* **WRITTEN REQUEST**:
Exactly as they appear, output all of the records. Skip any images.

-------- RECORDS FOR THIS TASK

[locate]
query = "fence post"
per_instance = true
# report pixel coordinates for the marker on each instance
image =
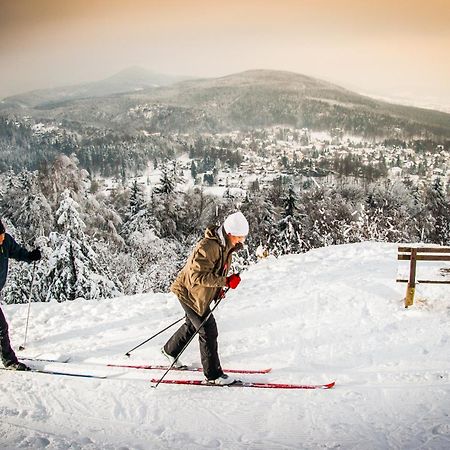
(411, 288)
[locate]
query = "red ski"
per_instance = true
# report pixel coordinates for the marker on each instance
(248, 384)
(150, 367)
(189, 369)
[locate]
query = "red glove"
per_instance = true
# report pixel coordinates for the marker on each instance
(233, 281)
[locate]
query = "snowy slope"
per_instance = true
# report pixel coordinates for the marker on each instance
(332, 313)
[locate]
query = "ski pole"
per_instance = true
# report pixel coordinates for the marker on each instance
(221, 296)
(150, 338)
(22, 347)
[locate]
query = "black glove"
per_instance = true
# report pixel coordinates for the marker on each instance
(35, 255)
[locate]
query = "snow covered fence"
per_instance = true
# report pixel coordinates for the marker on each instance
(414, 254)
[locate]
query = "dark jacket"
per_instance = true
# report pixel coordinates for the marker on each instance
(10, 249)
(204, 274)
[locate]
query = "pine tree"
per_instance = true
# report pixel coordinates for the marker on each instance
(74, 268)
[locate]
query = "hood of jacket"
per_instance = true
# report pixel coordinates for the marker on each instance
(204, 274)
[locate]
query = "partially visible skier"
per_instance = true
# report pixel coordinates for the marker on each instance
(9, 248)
(200, 282)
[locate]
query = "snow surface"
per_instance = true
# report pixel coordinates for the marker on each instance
(330, 314)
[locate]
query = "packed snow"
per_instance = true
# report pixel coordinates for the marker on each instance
(334, 313)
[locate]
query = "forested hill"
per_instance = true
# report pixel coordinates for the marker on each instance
(252, 99)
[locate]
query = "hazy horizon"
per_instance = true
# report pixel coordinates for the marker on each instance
(377, 48)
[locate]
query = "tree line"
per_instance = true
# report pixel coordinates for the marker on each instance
(134, 238)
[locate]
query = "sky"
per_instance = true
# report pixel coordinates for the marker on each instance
(390, 48)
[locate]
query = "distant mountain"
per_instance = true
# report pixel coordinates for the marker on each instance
(256, 98)
(128, 80)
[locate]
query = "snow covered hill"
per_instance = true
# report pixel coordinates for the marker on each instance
(332, 313)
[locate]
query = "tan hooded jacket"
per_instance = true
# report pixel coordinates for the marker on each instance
(204, 274)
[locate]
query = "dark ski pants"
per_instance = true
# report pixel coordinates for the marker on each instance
(8, 355)
(207, 340)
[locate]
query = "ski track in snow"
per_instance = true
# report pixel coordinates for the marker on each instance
(332, 313)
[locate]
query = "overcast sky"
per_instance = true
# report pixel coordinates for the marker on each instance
(385, 47)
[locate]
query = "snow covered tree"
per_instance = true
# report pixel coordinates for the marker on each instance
(74, 268)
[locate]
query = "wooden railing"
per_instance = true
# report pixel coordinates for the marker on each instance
(414, 254)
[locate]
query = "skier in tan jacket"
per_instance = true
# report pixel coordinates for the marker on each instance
(201, 281)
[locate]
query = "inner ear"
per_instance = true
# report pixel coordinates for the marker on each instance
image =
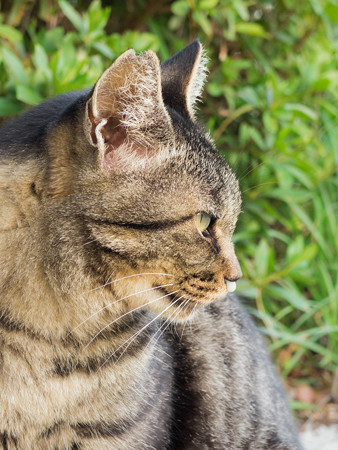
(127, 116)
(109, 130)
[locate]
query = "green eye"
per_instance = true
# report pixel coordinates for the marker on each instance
(203, 220)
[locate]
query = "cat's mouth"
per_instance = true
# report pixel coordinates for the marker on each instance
(181, 301)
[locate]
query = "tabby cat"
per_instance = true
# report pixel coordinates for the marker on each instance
(117, 329)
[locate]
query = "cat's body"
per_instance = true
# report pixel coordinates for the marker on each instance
(99, 192)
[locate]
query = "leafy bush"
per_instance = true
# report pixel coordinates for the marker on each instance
(272, 107)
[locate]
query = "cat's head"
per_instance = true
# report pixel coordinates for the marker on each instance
(138, 194)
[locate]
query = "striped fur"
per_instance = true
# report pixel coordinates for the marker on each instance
(112, 334)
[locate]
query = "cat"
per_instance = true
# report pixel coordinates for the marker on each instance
(118, 326)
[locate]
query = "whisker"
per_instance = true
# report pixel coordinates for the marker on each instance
(119, 300)
(166, 323)
(188, 319)
(129, 276)
(134, 336)
(129, 312)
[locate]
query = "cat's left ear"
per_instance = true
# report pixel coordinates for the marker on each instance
(126, 116)
(183, 77)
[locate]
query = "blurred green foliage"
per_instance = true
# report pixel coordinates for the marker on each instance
(271, 104)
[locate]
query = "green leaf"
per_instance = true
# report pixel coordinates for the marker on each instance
(10, 33)
(15, 66)
(252, 29)
(293, 297)
(202, 20)
(27, 95)
(180, 8)
(262, 258)
(72, 15)
(302, 109)
(207, 4)
(9, 107)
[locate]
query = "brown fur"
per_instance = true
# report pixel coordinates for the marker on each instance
(99, 195)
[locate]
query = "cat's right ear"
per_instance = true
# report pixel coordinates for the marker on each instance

----------------

* **REPLY**:
[locate]
query = "fence post"
per_instance = true
# report pixel coordinates for the marker on each instance
image =
(411, 288)
[locate]
query = "red ski"
per_instance = true
# report pixel coordinates for the marker on each instance
(248, 384)
(150, 367)
(189, 369)
[locate]
query = "red glove"
per_instance = true
# report pixel coordinates for the marker on each instance
(233, 281)
[locate]
query = "snowy slope"
per_instance = true
# report pixel coordinates for the marker on each instance
(332, 313)
[locate]
query = "ski pole"
per_instance = true
# report pixel coordinates for the marker on each instance
(221, 296)
(150, 338)
(22, 347)
[locate]
query = "black glove"
per_instance = true
# report pixel coordinates for the marker on each instance
(35, 255)
[locate]
query = "snow covered fence"
per_instance = true
# report pixel coordinates for the marker on each instance
(414, 254)
[locate]
query = "dark jacket"
per_instance = true
# report pixel coordinates for the marker on each instance
(10, 249)
(204, 274)
[locate]
query = "pine tree"
per_instance = true
# report pixel coordinates for the marker on each instance
(74, 268)
[locate]
query = "hood of jacket"
per_instance = true
# report pixel coordinates for the marker on each instance
(204, 274)
[locate]
query = "partially visible skier"
per_instance = true
# report pixel coordinates for the marker on each instance
(9, 248)
(200, 282)
[locate]
query = "snow surface"
per_instance = true
# report pixel coordinates for the marker on each instance
(330, 314)
[locate]
query = "packed snow"
per_instance = true
# report pixel coordinates for the marker on each instance
(334, 313)
[locate]
query = "forested hill"
per_instance = true
# report pixel coordinates for the marker on each instance
(252, 99)
[locate]
query = "hazy horizon"
per_instance = true
# report pixel coordinates for the marker on each instance
(377, 48)
[locate]
query = "tree line"
per_instance = true
# report pixel coordinates for the marker on each instance
(134, 238)
[locate]
query = "sky"
per_instance = true
# report pixel coordinates for the marker on each instance
(390, 48)
[locate]
query = "distant mountain"
per_instance = true
# report pixel coordinates for the marker on each instance
(256, 98)
(128, 80)
[locate]
query = "snow covered hill"
per_instance = true
# report pixel coordinates for the marker on each instance
(332, 313)
[locate]
query = "tan hooded jacket"
per_instance = true
# report pixel coordinates for the marker on each instance
(204, 274)
[locate]
query = "dark ski pants"
per_instance = true
# report pixel coordinates for the marker on each instance
(8, 355)
(207, 340)
[locate]
query = "ski track in snow"
per_instance = true
# report pixel coordinates for the marker on each instance
(332, 313)
[locate]
query = "overcast sky"
per_instance = true
# report pixel coordinates for the marker on each instance
(385, 47)
[locate]
query = "snow covered tree"
per_instance = true
# report pixel coordinates for the marker on each instance
(74, 268)
[locate]
query = "wooden railing"
per_instance = true
# report pixel coordinates for the marker on each instance
(414, 254)
[locate]
query = "skier in tan jacket"
per_instance = true
# report pixel coordinates for the marker on each instance
(201, 281)
[locate]
query = "inner ear"
per_instance = true
# report pixel coordinates for the marker on each instance
image =
(127, 116)
(109, 130)
[locate]
query = "green eye"
per_instance = true
# report pixel coordinates for the marker on each instance
(203, 220)
[locate]
query = "cat's mouth"
per_instance = true
# report pixel coordinates for the marker on each instance
(181, 301)
[locate]
query = "tabby cat"
per_instance = true
# report pixel coordinates for the marker on each instance
(117, 329)
[locate]
query = "cat's body"
per_instance = true
# report pixel coordinates for the marker on each instance
(99, 192)
[locate]
query = "leafy bush"
per_instance = true
# report pixel coordinates for the marker on each instance
(272, 107)
[locate]
query = "cat's head"
per_instance = true
# report pixel coordinates for the marker on each instance
(138, 194)
[locate]
query = "striped fur"
per_instance = true
# report pixel coordinates for the marker on each instance
(112, 334)
[locate]
query = "cat"
per_instance = true
# report pixel coordinates for the marker on each instance
(118, 326)
[locate]
query = "whisker"
per_instance = true
# report pixel coordinates for the marker on each instance
(119, 300)
(166, 323)
(188, 319)
(129, 276)
(134, 336)
(129, 312)
[locate]
query = "cat's left ear"
per_instance = true
# report pixel coordinates for the marker on each instance
(126, 116)
(183, 77)
[locate]
query = "blurred green foliage"
per_instance = true
# report pixel coordinates for the marker on each instance
(271, 104)
[locate]
query = "green leaf"
per_instance = true
# report pixel coordinates for the marker on each instance
(10, 33)
(15, 66)
(252, 29)
(293, 297)
(202, 20)
(27, 95)
(180, 8)
(262, 258)
(72, 15)
(302, 109)
(207, 4)
(9, 107)
[locate]
query = "brown fur"
per_instance = true
# report pixel coordinates for the marker on each instance
(99, 195)
[locate]
query = "cat's right ear"
per_instance = true
# report pixel coordinates for the marker on each instance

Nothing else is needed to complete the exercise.